- _SUPPLIED RECORDS_:
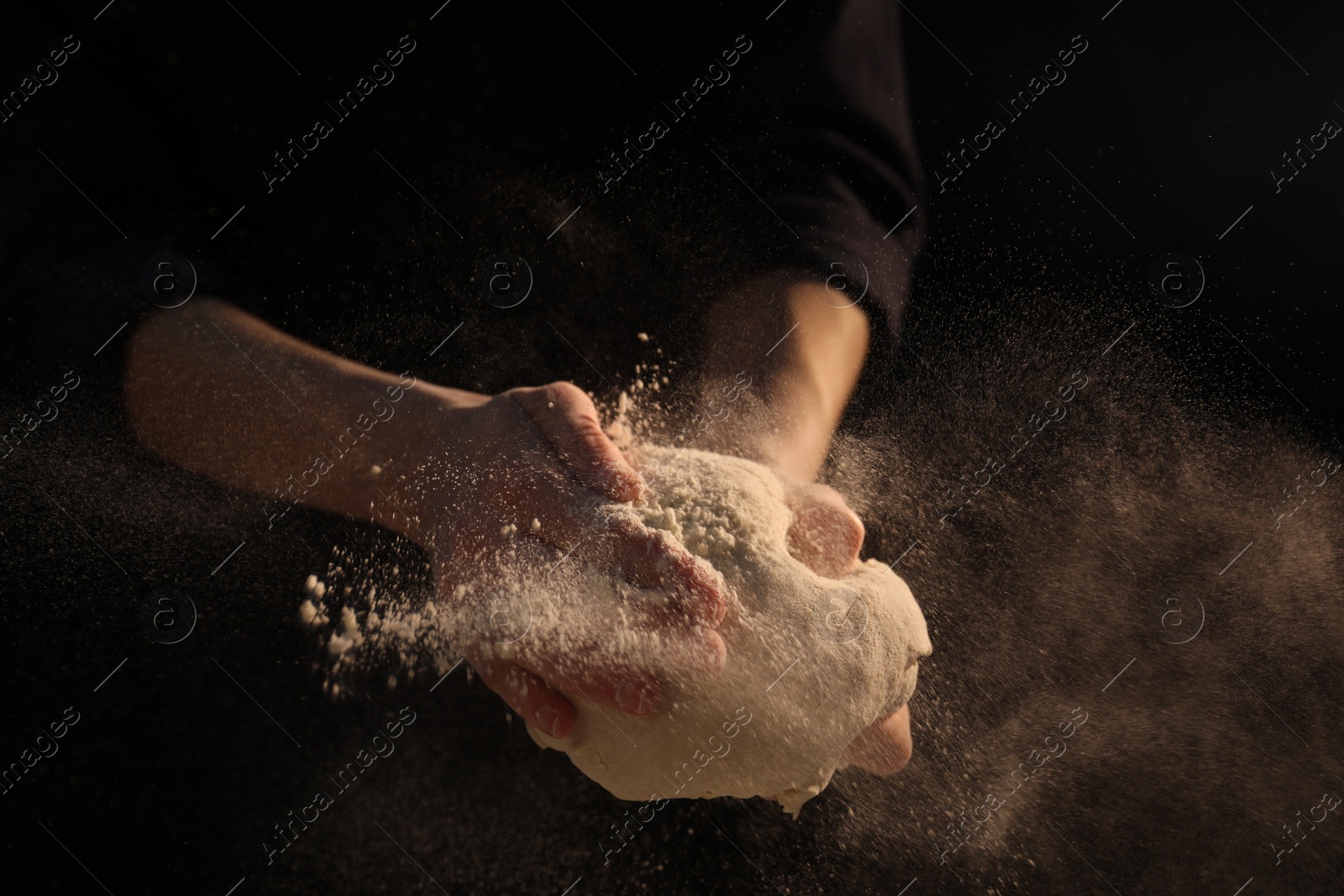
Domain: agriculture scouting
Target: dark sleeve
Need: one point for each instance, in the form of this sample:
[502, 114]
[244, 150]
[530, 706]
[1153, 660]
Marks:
[848, 179]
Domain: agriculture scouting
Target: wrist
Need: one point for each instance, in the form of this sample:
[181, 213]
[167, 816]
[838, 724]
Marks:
[416, 485]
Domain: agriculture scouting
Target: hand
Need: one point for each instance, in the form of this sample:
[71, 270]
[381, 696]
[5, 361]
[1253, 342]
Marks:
[827, 537]
[537, 458]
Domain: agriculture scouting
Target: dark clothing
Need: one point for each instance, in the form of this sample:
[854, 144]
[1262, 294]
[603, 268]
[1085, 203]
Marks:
[680, 148]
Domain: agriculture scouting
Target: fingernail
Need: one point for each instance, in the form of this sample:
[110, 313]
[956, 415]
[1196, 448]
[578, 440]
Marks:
[636, 698]
[549, 720]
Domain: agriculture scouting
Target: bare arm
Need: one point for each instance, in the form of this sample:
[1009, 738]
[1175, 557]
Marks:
[226, 396]
[804, 345]
[223, 394]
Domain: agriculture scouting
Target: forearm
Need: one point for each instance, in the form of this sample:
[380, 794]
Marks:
[804, 345]
[223, 394]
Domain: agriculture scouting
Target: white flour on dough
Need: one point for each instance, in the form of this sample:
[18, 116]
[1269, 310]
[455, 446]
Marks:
[812, 661]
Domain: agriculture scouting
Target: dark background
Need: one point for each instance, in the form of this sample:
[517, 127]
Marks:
[1173, 118]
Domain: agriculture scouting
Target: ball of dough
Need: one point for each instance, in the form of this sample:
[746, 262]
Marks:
[811, 661]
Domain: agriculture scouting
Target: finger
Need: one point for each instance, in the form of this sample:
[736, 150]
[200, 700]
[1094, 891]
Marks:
[528, 694]
[618, 684]
[570, 423]
[633, 691]
[654, 559]
[884, 747]
[826, 535]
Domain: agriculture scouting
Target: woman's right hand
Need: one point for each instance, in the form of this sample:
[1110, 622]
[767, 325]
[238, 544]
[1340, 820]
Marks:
[535, 463]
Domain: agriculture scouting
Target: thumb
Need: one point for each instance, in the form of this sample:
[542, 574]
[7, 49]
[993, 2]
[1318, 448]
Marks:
[570, 423]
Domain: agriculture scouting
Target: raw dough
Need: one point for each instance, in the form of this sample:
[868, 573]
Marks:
[812, 661]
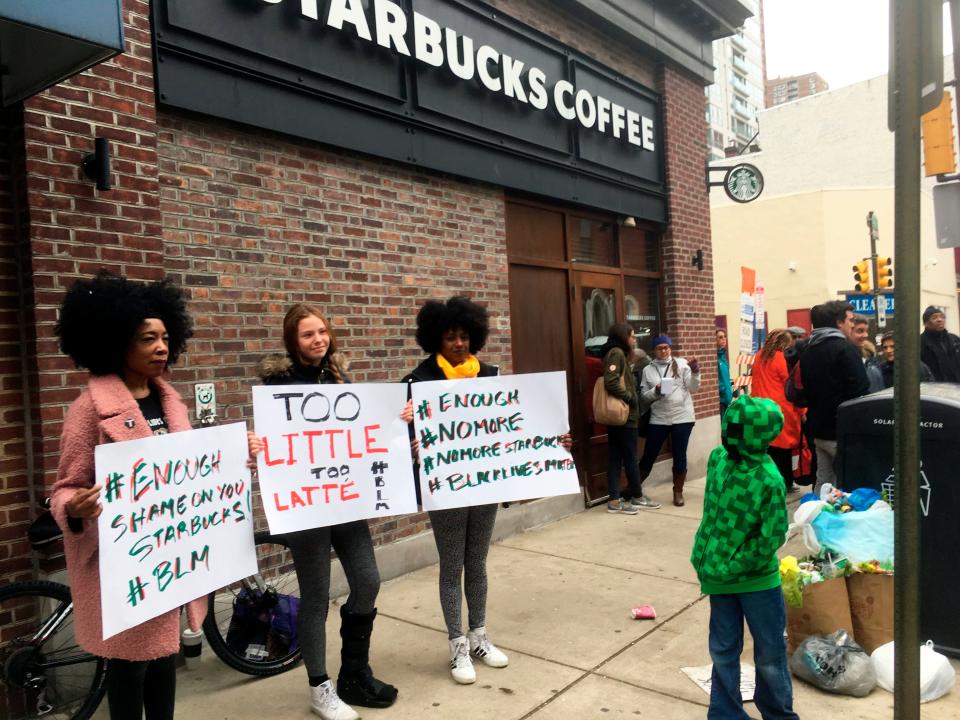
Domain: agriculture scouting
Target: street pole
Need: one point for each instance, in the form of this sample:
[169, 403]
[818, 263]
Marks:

- _PROBLEM_: Without the images, write out each line of the data verbatim.

- _EXERCISE OUTPUT_:
Domain: agriculture scouting
Target: dark sleeve
Need: one point for each instance, in the form of this sample:
[502, 114]
[244, 150]
[530, 706]
[1153, 660]
Marks:
[848, 179]
Domain: agriculture scouting
Target: wrist
Need: one point for each instance, in the form of this sample:
[181, 213]
[167, 816]
[838, 724]
Marks:
[416, 485]
Domain: agriculture scouting
Target: hand
Need: one point for each instance, in the form of this sample:
[71, 270]
[381, 696]
[5, 361]
[1253, 342]
Marks:
[827, 537]
[537, 458]
Domain: agriculture scouting
Target: dark clothing
Need: one point for each instance, in the form of this sample:
[854, 144]
[1262, 294]
[603, 268]
[1085, 203]
Marks:
[680, 148]
Domain: agriculture scouting
Target: fingernail
Need: one point for each instance, in the form of this sample:
[110, 313]
[956, 415]
[1196, 448]
[578, 440]
Marks:
[636, 698]
[549, 720]
Domain: agriculture scouting
Target: bare arm
Need: one point for each instance, in the form of this sample:
[1009, 738]
[1175, 557]
Marks:
[226, 396]
[804, 345]
[223, 394]
Domain: agriculture scouting
Target: forearm
Need: one point for each instance, in the form of this sample:
[380, 794]
Marks:
[804, 345]
[223, 394]
Domain: agriculture scouting
Target: white flour on dough
Need: one point for each instance, in the form of this sample:
[18, 116]
[1269, 310]
[455, 446]
Marks:
[812, 661]
Domain: agriculture scouting
Target: dark background
Need: one point for each instance, in the form of this sample:
[517, 127]
Marks:
[1173, 118]
Domain: agriculture scouting
Target: ball of dough
Need: one point for each instance, in the form of this sample:
[746, 262]
Marks:
[811, 661]
Domain: agriculture scouting
Target: finger
Need: one point for each instance, in the form of this sample:
[736, 150]
[200, 700]
[1094, 891]
Marks:
[528, 694]
[618, 684]
[570, 423]
[633, 691]
[654, 559]
[884, 747]
[826, 535]
Domain: agriculture scouting
Target: woman's right hand
Need: one point for each instance, in the form of this sample:
[1110, 622]
[767, 325]
[238, 544]
[1340, 820]
Marks:
[535, 463]
Domain: agriculture scouting
Target: thumb
Need: one point for each instance, in the form of this sample:
[542, 574]
[7, 49]
[993, 2]
[1318, 448]
Marks:
[570, 423]
Domain: agriculture scouting
Target: raw dough
Need: one point for each instance, in the form of this sample:
[868, 573]
Marks:
[812, 661]
Domain: agriculture scouting
Target: street pole
Need: one point for each instance, in the form of this sample:
[169, 403]
[818, 263]
Marks:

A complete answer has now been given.